**Data supplied:**
- - - - -

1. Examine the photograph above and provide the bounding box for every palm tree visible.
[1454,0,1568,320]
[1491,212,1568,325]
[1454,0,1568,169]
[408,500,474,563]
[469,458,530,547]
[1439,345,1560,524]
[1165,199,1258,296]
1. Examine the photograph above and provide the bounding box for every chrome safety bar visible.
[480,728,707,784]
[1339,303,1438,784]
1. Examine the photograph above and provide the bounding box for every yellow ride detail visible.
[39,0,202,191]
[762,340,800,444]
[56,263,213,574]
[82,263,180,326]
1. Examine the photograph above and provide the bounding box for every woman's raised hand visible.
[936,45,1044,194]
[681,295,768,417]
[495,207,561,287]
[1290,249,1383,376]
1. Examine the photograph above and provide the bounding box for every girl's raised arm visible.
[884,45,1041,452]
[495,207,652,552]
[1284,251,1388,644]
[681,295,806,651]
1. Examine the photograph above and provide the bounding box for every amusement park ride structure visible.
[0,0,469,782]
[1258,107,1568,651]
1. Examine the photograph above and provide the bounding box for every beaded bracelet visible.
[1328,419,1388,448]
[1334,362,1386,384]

- - - - -

**Given exercise:** Format every line of the listing above as a numbered list, omitting any blank lines.

**Solved problem:**
1. 1. Examine the photograph above and provide the bounding box for every palm tree visible.
2. [1454,0,1568,320]
3. [1491,212,1568,325]
4. [1454,0,1568,169]
5. [408,500,474,563]
6. [469,458,530,547]
7. [1439,345,1560,524]
8. [1165,199,1258,296]
9. 1. Examine the photograph above and provide the bounding box for every chrome safety bar visible.
10. [480,728,707,784]
11. [1339,303,1438,784]
12. 1. Examine the photograph above and provide the bounding box for every yellow ride detail visible.
13. [39,0,202,191]
14. [762,340,800,444]
15. [56,263,213,574]
16. [82,263,180,326]
17. 1. Examine the photograph above and provide the bounding box for every woman's raised hand visible.
18. [936,45,1044,194]
19. [681,295,768,417]
20. [495,207,561,287]
21. [1290,249,1383,376]
22. 1. Examine the photograph above and provide the bounding box for every girl's raised arm visible.
23. [884,45,1041,452]
24. [495,207,652,552]
25. [1284,251,1388,644]
26. [681,295,806,651]
27. 1. Examine the photograph above and provide the bounding box for every amusement park ride structure visible.
28. [0,0,469,782]
29. [1258,107,1568,651]
30. 1. Examine the photograph above and provide the bounding box for every beaded bracelet visible.
31. [1328,419,1388,448]
32. [1334,362,1386,384]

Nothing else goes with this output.